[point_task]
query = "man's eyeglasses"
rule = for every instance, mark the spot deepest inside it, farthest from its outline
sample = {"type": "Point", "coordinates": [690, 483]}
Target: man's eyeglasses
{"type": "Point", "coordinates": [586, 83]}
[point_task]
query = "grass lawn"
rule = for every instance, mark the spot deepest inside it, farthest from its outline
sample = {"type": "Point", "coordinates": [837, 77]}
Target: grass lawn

--*--

#### What you need to do:
Reproduce each of the entries above line for line, without changing a character.

#### Expected answer:
[point_task]
query = "man's eyeglasses"
rule = for every instance, mark the spot deepest inside it, farthest from its outline
sample = {"type": "Point", "coordinates": [690, 483]}
Target: man's eyeglasses
{"type": "Point", "coordinates": [586, 83]}
[point_task]
query = "grass lawn"
rule = for every instance, mark the spot deepest inside it, farthest from its outline
sample = {"type": "Point", "coordinates": [837, 77]}
Target: grass lawn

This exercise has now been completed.